WHAT YOU ARE ASKED TO DO: When you find the line that contains "Where can you spot the grassy", restate it and all lines after it exactly, stopping at the end of the material.

DATA FOR THIS EXERCISE:
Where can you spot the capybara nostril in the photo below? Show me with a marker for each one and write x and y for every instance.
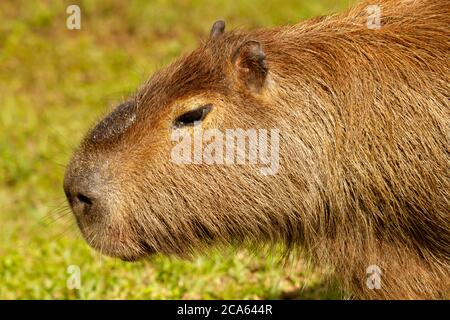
(84, 199)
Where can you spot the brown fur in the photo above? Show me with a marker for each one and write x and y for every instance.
(364, 172)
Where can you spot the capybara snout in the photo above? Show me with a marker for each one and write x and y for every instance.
(327, 135)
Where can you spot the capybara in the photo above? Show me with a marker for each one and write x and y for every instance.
(363, 179)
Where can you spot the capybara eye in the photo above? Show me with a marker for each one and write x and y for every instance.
(192, 117)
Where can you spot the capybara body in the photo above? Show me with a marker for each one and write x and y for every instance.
(363, 179)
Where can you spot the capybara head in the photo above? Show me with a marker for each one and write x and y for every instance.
(129, 194)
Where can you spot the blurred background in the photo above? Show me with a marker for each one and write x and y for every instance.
(54, 84)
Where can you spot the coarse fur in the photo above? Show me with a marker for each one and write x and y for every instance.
(364, 175)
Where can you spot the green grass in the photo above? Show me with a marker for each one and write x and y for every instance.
(54, 83)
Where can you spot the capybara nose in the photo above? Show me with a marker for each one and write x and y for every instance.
(81, 194)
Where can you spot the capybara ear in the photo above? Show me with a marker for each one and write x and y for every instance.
(217, 29)
(250, 63)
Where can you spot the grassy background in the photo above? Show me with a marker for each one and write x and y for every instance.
(54, 83)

RESULT OF THIS EXERCISE:
Where can you spot the grassy background in the photo above? Show me with a marker for each one and write x and y for every instance.
(54, 83)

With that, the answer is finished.